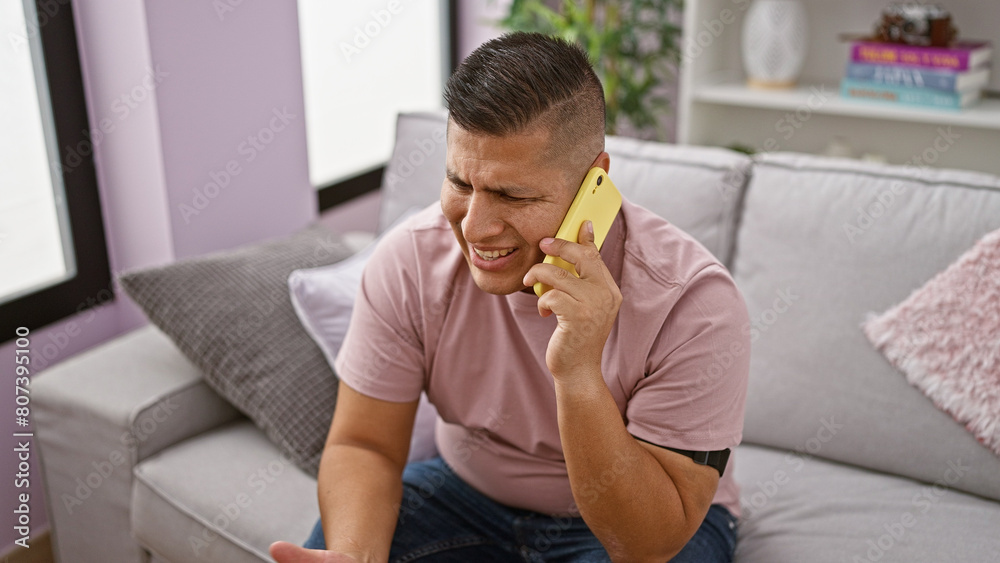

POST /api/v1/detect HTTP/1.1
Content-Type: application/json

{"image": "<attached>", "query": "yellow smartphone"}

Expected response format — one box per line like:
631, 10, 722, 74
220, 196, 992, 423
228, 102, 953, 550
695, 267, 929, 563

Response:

▸ WHAT IS EXPECTED
Change these lines so that "yellow smartphone" reads "red smartphone" and everything else stays the same. Omit the picture from your answer.

▸ RESPONSE TO THE EXERCISE
POST /api/v1/detect HTTP/1.1
Content-Type: application/json

{"image": "<attached>", "query": "red smartphone"}

Expected response format — one box per line like:
631, 10, 722, 74
220, 196, 992, 423
228, 102, 953, 550
695, 267, 929, 563

Response:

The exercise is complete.